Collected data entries
☆ ☆ ☆ ☆ ☆ ☆ ☆
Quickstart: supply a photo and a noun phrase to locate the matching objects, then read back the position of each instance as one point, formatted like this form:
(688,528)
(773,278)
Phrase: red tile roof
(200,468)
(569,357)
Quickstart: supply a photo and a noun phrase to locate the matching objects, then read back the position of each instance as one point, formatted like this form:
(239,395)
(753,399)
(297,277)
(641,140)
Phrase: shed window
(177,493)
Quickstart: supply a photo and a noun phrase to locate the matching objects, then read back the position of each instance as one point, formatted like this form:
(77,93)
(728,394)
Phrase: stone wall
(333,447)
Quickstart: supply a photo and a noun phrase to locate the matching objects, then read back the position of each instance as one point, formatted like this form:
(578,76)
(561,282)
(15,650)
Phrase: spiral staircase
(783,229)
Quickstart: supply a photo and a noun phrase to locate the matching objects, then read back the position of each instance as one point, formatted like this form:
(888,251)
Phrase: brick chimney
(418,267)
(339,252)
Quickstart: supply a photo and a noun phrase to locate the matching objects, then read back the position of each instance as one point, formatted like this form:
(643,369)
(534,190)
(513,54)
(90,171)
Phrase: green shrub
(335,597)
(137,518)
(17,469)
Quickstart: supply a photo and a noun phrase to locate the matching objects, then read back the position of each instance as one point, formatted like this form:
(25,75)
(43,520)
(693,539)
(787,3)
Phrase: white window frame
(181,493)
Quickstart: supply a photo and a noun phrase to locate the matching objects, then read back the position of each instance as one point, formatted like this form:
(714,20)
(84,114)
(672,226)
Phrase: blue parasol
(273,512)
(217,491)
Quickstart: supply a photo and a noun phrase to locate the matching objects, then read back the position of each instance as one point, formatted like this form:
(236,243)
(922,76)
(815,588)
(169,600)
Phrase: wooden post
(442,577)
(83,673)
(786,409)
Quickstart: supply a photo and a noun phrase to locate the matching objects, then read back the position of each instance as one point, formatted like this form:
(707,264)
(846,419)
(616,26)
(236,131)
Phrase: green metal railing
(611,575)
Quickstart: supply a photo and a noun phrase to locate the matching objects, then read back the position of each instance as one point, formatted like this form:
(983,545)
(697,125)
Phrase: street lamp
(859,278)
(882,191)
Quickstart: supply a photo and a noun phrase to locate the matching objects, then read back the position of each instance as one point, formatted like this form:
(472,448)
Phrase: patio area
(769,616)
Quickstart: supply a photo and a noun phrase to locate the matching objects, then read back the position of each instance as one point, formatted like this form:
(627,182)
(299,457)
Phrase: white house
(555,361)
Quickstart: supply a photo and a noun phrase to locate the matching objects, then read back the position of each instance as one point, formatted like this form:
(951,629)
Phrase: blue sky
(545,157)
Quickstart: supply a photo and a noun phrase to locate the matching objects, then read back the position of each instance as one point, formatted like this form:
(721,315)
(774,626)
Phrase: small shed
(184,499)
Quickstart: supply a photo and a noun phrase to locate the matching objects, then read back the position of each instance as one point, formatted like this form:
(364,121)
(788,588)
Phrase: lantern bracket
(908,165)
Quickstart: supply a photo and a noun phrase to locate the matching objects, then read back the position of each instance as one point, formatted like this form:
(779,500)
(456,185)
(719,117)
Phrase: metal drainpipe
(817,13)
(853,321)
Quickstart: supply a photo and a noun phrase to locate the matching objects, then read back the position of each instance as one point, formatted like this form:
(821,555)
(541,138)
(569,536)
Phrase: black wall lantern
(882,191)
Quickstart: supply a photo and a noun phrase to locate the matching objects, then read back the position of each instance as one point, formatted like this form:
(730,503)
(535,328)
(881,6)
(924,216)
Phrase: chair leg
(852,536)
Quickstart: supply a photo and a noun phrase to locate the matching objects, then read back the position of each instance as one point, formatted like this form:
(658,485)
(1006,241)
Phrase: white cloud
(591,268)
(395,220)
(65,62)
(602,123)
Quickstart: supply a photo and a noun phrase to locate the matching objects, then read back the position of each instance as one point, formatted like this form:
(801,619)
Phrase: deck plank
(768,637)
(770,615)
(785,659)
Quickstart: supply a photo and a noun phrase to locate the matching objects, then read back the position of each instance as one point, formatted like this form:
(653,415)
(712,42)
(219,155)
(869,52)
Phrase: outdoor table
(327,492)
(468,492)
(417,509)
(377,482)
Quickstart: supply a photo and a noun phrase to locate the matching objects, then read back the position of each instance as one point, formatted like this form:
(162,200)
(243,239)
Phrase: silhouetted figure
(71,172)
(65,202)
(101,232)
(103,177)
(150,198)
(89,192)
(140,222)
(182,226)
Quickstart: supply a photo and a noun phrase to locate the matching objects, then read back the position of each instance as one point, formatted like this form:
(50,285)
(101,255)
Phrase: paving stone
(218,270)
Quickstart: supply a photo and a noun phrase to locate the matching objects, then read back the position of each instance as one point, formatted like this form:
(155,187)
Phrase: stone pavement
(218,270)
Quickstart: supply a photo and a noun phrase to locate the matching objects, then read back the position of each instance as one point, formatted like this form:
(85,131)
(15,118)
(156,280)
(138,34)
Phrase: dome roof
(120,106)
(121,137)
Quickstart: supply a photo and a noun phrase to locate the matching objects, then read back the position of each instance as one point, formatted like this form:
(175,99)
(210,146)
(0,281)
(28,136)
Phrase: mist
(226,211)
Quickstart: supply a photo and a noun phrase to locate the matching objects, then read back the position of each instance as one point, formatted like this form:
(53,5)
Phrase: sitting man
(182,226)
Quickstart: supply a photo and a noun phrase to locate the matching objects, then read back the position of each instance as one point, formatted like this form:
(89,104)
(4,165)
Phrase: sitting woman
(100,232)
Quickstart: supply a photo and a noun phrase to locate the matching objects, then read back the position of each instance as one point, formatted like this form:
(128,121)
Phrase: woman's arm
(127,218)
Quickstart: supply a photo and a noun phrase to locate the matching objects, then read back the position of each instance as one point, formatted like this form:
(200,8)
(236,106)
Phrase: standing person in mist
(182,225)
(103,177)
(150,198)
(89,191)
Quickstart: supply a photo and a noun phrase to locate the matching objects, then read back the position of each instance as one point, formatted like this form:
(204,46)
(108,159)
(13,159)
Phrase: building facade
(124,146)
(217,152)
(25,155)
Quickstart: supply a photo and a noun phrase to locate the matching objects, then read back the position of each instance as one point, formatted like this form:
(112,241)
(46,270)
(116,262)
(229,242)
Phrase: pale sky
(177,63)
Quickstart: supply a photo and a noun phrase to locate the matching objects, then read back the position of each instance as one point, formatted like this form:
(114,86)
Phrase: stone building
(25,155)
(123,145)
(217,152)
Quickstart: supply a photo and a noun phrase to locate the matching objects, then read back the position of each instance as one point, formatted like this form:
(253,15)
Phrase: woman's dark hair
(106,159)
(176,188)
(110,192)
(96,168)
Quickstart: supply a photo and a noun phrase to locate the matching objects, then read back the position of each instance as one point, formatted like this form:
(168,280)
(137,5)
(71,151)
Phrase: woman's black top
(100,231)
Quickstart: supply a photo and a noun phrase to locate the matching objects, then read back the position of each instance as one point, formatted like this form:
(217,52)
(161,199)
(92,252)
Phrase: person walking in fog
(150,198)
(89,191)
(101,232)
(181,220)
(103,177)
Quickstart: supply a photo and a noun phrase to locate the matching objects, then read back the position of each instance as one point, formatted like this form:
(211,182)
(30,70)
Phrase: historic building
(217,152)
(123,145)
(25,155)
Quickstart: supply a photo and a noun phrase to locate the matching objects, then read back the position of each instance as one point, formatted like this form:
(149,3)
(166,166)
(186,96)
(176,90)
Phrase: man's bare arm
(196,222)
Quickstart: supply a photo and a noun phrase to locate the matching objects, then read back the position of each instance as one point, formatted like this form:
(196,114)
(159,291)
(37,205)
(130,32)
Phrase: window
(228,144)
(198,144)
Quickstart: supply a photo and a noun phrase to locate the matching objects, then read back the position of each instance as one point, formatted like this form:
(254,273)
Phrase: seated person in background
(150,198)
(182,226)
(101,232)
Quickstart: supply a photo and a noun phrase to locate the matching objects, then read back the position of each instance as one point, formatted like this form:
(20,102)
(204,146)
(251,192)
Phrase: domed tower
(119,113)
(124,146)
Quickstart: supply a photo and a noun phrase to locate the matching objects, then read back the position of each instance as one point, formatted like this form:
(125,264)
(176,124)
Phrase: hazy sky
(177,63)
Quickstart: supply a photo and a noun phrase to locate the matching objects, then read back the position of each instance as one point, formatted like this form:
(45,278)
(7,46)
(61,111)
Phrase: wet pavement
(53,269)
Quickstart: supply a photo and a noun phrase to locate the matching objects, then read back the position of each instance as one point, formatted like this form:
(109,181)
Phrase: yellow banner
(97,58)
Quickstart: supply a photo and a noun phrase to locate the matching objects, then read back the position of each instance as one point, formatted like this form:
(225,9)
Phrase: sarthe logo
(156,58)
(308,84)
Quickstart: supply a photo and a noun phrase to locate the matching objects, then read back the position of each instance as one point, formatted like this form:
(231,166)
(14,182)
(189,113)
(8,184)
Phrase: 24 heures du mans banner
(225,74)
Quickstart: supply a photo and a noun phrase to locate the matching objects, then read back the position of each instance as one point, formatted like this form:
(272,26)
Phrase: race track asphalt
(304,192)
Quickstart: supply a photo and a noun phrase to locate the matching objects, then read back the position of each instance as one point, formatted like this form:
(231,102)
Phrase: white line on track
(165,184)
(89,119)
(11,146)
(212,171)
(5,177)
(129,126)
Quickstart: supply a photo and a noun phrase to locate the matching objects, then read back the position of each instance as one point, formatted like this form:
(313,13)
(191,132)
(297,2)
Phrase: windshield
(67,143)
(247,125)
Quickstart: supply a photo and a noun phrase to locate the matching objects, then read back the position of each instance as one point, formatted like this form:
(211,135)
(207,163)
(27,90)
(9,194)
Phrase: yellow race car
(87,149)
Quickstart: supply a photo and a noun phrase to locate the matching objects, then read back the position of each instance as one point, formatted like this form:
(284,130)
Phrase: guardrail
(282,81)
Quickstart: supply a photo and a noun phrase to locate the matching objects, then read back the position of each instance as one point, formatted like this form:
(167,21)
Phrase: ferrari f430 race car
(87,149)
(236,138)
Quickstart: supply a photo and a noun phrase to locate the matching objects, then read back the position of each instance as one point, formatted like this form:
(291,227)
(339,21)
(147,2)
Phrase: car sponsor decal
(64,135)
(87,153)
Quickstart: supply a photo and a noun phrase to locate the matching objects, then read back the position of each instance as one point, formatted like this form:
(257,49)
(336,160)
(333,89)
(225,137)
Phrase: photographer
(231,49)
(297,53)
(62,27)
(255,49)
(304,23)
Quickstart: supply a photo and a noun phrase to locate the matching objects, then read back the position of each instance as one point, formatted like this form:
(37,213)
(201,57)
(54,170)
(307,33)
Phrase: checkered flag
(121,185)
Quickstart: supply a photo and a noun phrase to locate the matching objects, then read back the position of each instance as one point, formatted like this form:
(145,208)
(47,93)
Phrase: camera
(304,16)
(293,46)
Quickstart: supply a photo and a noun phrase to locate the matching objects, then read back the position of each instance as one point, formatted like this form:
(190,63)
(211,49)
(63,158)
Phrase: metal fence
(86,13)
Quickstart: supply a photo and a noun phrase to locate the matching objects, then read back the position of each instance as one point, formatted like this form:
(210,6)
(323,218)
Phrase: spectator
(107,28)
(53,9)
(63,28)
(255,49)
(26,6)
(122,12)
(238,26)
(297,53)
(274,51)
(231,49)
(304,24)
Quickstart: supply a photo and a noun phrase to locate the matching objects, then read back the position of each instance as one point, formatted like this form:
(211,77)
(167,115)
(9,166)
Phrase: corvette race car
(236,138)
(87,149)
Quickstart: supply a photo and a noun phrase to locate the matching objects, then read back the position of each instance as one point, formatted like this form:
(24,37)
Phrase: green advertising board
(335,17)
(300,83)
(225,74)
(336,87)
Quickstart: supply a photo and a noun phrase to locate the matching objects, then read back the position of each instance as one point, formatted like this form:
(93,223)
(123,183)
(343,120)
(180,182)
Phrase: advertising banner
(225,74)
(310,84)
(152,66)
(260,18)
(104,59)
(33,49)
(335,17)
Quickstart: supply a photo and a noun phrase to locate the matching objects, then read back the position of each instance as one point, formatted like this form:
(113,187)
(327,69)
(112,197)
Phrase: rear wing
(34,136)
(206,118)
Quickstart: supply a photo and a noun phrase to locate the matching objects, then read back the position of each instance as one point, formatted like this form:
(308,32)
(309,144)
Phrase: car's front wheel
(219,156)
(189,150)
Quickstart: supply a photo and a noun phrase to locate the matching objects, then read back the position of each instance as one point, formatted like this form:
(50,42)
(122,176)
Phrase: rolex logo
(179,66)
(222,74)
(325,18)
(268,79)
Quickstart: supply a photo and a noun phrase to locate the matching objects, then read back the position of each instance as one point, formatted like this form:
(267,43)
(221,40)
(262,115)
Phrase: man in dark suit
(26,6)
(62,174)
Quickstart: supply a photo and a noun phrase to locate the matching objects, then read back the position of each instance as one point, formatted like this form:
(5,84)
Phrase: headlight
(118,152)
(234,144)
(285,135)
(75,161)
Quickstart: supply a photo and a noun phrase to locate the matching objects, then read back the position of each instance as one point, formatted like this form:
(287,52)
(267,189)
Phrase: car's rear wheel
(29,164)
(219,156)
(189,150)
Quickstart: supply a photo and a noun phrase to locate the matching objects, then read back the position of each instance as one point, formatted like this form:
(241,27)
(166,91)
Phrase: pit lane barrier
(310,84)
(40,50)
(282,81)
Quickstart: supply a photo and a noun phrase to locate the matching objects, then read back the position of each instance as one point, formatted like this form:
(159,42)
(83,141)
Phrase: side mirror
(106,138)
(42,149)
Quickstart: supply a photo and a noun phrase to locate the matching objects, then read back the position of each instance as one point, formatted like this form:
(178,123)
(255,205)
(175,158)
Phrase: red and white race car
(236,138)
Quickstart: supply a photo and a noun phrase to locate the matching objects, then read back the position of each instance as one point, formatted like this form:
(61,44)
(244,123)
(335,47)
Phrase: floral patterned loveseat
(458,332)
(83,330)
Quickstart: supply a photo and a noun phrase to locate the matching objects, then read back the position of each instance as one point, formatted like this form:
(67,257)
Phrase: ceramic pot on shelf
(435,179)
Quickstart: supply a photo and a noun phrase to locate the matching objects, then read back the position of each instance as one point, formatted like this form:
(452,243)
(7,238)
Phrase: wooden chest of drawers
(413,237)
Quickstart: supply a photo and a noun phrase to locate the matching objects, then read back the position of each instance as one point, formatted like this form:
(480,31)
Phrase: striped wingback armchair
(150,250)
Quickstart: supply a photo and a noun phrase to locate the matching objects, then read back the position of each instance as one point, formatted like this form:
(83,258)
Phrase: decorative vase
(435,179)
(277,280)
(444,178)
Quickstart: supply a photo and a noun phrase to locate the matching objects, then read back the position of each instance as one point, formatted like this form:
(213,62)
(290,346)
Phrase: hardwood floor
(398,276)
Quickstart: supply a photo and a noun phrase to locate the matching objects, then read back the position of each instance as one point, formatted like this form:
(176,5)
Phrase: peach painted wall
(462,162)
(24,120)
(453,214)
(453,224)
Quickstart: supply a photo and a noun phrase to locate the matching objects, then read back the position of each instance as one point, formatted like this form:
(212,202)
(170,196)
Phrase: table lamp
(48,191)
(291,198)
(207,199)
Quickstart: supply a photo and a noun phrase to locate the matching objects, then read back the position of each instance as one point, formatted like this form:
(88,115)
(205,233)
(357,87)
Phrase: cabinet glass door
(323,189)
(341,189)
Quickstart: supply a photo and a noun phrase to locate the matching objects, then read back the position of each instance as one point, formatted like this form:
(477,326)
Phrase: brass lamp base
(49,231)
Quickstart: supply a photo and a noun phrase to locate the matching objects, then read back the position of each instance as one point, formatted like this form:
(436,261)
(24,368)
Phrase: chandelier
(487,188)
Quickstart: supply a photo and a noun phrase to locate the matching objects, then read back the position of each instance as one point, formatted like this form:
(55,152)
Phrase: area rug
☆ ☆ ☆ ☆ ☆ ☆ ☆
To be done:
Pull out every line in the rows above that contains the word "shed", and list those lines.

Answer for this exercise:
Phrase: shed window
Phrase: small shed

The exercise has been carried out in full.